start

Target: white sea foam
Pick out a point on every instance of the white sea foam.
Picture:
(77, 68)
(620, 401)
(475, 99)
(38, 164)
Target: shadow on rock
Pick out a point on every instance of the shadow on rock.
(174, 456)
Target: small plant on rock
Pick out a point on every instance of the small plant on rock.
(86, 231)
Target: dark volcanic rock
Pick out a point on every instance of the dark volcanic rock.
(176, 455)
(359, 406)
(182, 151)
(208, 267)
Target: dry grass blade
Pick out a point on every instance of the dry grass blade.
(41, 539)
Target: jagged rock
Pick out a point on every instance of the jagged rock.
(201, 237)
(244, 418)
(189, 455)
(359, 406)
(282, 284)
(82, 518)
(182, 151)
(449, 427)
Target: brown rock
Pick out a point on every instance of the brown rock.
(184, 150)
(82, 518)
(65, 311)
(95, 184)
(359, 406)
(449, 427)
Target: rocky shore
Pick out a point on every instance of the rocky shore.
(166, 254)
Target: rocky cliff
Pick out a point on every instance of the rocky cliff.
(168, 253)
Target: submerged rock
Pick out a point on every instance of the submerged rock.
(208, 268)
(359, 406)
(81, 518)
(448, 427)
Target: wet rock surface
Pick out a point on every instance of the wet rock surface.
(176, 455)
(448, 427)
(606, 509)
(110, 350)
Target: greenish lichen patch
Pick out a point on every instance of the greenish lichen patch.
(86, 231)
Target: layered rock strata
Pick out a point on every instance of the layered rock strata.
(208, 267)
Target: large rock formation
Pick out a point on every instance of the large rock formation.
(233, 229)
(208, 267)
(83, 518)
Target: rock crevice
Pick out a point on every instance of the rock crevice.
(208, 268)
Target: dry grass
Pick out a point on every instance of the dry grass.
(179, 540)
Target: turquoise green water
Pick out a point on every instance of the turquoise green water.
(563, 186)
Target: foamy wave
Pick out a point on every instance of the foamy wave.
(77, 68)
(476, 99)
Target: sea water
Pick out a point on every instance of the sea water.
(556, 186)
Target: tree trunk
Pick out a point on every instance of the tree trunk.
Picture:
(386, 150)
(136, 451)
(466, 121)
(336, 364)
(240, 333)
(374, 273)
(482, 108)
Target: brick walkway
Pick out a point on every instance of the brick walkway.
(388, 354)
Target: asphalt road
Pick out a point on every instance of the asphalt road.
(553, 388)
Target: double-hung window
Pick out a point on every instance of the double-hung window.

end

### Problem statement
Rewrite the lines from the one containing "Target: asphalt road" through the last line, changing "asphalt road" to "paved street" and leaving everything else unchanged. Give only those lines.

### Output
Target: paved street
Pick out a point on every instance of the paved street.
(553, 388)
Target: double-hung window
Pick out a point on every instance of the double-hung window.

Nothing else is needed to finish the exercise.